== Exercise task A ==
Answer these from the article on Irish stand-up comedians:
(i) At which club will the three comedians perform?
(ii) What was Gallagher's first TV series?
(iii) What is the name of the elderly woman character in Gallagher's current show?
== Exercise task B ==
Retype the passage of the article on Irish stand-up comedians from "Laughing Matters: Trio" up to and including "Post on Thursdays.".
== Exercise task C ==
Rewrite the paragraph of the article on Irish stand-up comedians that begins "Gallagher is perhaps the best known" in a shorter form, keeping its main facts.

== Extract ==
-------

Friday, 14 March 2014

Laughing Matters: Trio of Irish stand-up comedians bring celtic humour to Hong Kong

Woo hoo! Feature out in 48 hours. The weekly magazine that's out with South China Morning Post on Thursdays.


A trio of Irish stand-up comedians bring Celtic humour to Hong Kong

Three Irish comedians are here to paint the town green, writes P. Ramakrishnan
Hong Kong comedy fans will have a bit of the luck of the Irish when three comics from the Emerald Isle, P.J. Gallagher, Keith Farnan and Andrew Stanley, take to the stage of the Punchline Comedy Club this month.

And the Gaelic proverb "when the tongue slips, it speaks the truth" is sure to resonate as the funny men put their spin on life as we know it.

Gallagher is perhaps the best known of the trio. As the star of television shows Next Week's News and Naked Camera he has found fans beyond Ireland. "My first TV series, Naked Camera, was a hidden-camera show set in Dublin and it was the best fun I've ever had," Gallagher says.
Andrew Stanley.
"I love making TV shows and being part of a team working together to make something. Stand-up comedy is great, but you are always ultimately on your own and hoping for the best. With TV you really get the feeling that you are building something and can always revisit it, I love that side of it. I also like the idea that you are performing to people in their own houses. It's like a personal little show that everyone can be a part of."

In his current show, two of the more popular characters have been a mentally unstable taxi driver and the wickedly fun "Dirty Auld One", an elderly woman who makes wildly inappropriate sexual innuendoes. It's obvious that Gallagher finds inspiration in both the marvellous and the mundane.

-------

== Stored records ==
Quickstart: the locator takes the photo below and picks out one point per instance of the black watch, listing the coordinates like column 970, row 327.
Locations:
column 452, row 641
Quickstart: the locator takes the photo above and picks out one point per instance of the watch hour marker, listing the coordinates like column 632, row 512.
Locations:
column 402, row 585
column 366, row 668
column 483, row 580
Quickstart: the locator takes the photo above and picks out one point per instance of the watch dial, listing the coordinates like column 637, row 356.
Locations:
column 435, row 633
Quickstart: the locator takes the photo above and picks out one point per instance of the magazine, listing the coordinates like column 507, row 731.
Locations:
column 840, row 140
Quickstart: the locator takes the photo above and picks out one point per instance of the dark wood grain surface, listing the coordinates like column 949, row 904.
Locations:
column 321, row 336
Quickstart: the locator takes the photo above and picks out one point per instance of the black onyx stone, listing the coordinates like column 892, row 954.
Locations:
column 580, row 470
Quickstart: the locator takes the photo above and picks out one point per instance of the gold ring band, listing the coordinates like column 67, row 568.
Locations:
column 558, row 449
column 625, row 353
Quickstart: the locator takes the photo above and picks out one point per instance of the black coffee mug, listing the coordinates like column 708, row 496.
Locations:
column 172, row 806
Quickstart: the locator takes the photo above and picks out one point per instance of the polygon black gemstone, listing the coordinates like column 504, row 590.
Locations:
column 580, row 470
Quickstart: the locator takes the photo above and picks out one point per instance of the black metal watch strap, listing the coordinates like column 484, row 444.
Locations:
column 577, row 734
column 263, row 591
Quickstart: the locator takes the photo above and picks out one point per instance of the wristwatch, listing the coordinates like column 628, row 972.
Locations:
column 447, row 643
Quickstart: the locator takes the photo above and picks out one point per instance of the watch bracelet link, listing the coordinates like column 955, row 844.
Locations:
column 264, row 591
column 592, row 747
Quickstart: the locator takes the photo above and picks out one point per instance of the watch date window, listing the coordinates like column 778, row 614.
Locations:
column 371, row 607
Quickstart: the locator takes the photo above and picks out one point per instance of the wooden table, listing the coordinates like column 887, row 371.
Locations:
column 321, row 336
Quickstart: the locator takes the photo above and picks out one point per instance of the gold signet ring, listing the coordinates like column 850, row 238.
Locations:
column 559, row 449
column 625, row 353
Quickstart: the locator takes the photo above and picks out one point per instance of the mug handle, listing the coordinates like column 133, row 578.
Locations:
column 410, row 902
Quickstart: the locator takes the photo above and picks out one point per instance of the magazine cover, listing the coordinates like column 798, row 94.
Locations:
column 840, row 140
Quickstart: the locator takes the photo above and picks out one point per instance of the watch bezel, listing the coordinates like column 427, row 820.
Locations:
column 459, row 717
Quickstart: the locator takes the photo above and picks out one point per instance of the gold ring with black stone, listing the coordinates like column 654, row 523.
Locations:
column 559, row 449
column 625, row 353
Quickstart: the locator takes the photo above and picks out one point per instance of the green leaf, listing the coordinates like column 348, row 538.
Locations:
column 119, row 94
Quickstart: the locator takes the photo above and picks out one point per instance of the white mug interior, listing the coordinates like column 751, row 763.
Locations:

-------

== Answer A ==
(i) The Punchline Comedy Club
(ii) Naked Camera
(iii) "Dirty Auld One"

== Answer B ==
Laughing Matters: Trio of Irish stand-up comedians bring celtic humour to Hong Kong

Woo hoo! Feature out in 48 hours. The weekly magazine that's out with South China Morning Post on Thursdays.

== Answer C ==
Gallagher, probably the best known of the three, has fans beyond Ireland as the star of the TV shows Next Week's News and Naked Camera. He says his first series, Naked Camera, a hidden-camera show set in Dublin, was the best fun he's ever had.